▶ _Complete the following_:
**a.** In the loss-of-consortium article, in what kind of action can a spouse's loss-of-consortium claim be asserted?
**b.** Print the passage of the loss-of-consortium article from "Pain specialists, physiatrists, and" up to and including "break a claim.".
**c.** Proceed with the loss-of-consortium article, picking up after its last sentence.

*** Opening of Study text ***

One spouse cannot bring the claim separately. “When either husband or wife claims loss of consortium by reason of physical injuries sustained by the other as the result of the alleged negligence of the defendant, that claim can only be asserted in a joint action for injury to the marital relationship. That action is to be tried at the same time as the individual action of the physically injured spouse.”  Deems.

 A loss-of-consortium claim compensates a spouse for the injury’s impact on the relationship—companionship, affection, intimacy, shared activities, and household services. While the spouse provides crucial lay testimony about changes at home, medical testimony is typically what ties the underlying bodily/psychological injuries to those specific marital losses “to a reasonable degree of medical probability.” Expect a mix of treating clinicians and, sometimes, retained experts. In an appropriate case, you may hear from:

How to Prove a Loss of Consortium Claim in Baltimore Personal Injury Trial

  1. Treating physicians may testify

    Orthopedic surgeons, neurologists, trauma surgeons, or primary-care physicians explain diagnosis, mechanism of injury, and functional limitations (pain with prolonged sitting/standing, lifting limits, range-of-motion loss). They address permanency, prognosis, and flare-ups. Importantly, they connect symptoms to day-to-day effects—fatigue, pain spikes, sleep disruption—that diminish the injured spouse’s ability to socialize, travel, attend family events, or engage in intimacy. They also explain medication side effects (sedation, dizziness, sexual side effects) that plausibly reduce libido or tolerance for activity.

  2. Pain management and rehabilitation clinicians may supplement

    Pain specialists, physiatrists, and anesthesiologists speak to chronic pain syndromes, injections, ablative procedures, and multimodal regimens. Physical and occupational therapists contribute functional testing (e.g., lifting/carrying tolerances, stair management) and activities-of-daily-living assessments. Their notes often quantify task substitutions—how chores, childcare, and recreational activities have shifted to the uninjured spouse-corroborating those vital details that can make or break a claim.

  3. Specialists relevant to sexual function/gynecologic or urologic health.

    This is where things can get highly personal. Where intimacy is implicated, a urologist, gynecologist, pelvic-floor specialist, or endocrinologist may testify about dyspareunia, erectile dysfunction, hormonal factors, pelvic neuropathies, or post-surgical sequelae. They can differentiate preexisting issues from post-injury problems and address whether pain, scar tissue, medications (e.g., SSRIs, opioids, beta-blockers), or neurological impairment explains the reported sexual difficulties. Their role is may be pivotal in corroborating the spouse’s account without invading unnecessary privacy.

*** Close of Study text ***
*** Opening of Listed records ***

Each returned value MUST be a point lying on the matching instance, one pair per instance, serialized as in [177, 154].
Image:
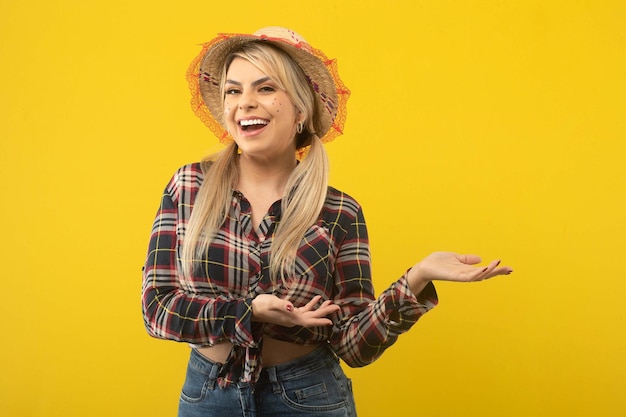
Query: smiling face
[258, 113]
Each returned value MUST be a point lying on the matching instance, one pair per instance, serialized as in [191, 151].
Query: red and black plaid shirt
[214, 305]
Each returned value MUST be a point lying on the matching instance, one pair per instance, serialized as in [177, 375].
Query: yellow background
[482, 126]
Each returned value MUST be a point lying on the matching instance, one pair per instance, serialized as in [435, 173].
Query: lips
[248, 125]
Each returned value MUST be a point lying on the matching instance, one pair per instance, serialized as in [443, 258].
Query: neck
[264, 176]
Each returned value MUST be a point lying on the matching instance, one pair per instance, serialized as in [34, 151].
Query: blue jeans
[313, 385]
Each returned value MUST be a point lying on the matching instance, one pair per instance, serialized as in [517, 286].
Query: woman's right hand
[271, 309]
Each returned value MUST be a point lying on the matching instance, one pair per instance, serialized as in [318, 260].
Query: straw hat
[205, 72]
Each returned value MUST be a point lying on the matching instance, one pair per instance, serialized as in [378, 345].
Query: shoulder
[187, 178]
[341, 203]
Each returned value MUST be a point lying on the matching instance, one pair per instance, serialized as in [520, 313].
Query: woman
[256, 262]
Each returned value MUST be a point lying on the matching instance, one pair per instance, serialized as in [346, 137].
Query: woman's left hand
[449, 266]
[271, 309]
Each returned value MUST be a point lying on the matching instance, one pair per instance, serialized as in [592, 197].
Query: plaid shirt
[215, 304]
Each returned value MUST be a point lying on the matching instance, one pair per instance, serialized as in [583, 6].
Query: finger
[311, 304]
[492, 271]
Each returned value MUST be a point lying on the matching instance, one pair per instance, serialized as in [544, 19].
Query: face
[260, 117]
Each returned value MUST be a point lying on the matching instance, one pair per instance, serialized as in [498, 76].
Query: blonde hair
[306, 187]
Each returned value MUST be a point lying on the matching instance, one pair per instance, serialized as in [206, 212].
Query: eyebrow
[254, 84]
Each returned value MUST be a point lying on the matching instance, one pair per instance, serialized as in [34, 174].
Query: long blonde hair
[306, 187]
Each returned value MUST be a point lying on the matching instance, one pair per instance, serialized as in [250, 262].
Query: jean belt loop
[213, 373]
[271, 373]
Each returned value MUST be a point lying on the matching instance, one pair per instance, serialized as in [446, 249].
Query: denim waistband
[321, 357]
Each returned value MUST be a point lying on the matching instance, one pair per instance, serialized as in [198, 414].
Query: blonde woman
[256, 262]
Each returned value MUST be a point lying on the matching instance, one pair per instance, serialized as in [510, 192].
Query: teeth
[253, 122]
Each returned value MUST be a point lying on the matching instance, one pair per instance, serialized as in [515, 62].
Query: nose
[247, 100]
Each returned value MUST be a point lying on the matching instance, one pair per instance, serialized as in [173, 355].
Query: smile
[252, 124]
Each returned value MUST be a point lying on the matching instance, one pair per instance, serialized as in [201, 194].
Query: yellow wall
[483, 126]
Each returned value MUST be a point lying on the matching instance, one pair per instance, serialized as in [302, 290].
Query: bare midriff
[274, 351]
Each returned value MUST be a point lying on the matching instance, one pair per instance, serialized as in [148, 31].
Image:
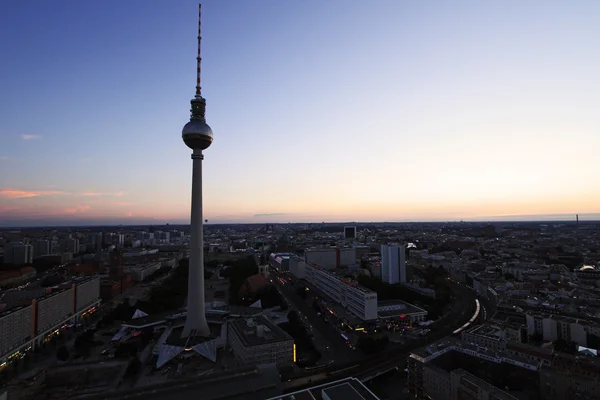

*** Close of Listed records ***

▶ _Expected responses_:
**a.** Only in a joint action for injury to the marital relationship.

**b.**
Pain specialists, physiatrists, and anesthesiologists speak to chronic pain syndromes, injections, ablative procedures, and multimodal regimens. Physical and occupational therapists contribute functional testing (e.g., lifting/carrying tolerances, stair management) and activities-of-daily-living assessments. Their notes often quantify task substitutions—how chores, childcare, and recreational activities have shifted to the uninjured spouse-corroborating those vital details that can make or break a claim.

**c.**
    Clinicians typically rely on medical records, imaging, therapy notes, validated questionnaires (pain inventories, sleep scales), and, where appropriate, sexual-function instruments. The best experts translate clinical jargon into relationship effects: How do pain levels and meds at day’s end affect conversation, parenting, and physical affection? What activities the couple once did together are now off the table? Their impact is not to monetize love but to medically ground why companionship, intimacy, and shared services have measurably changed.

  4. Vocational experts and life-care planners

    While not strictly medical, they synthesize clinical restrictions into concrete consequences: inability to perform heavy housework, need for assistive devices, paid help, or schedule accommodations. That testimony helps a jury understand the increased household burden on the uninjured spouse and the longevity of those changes

  5. Defense IME testimony. The step you cannot avoid.

    Expect a defense-retained physician to challenge causation, permanency, and sexual-function claims. These experts are unlikely to claim you are lying, but are more likely to point to aging, comorbidities, preexisting degeneration, or unrelated mental-health factors.

Consortium claims are textured and nuanced. Each is as different as one marriage is to another. It is important to consult with a seasoned personal injury attorney early in the process, to begin laying a foundation for the consortium claim.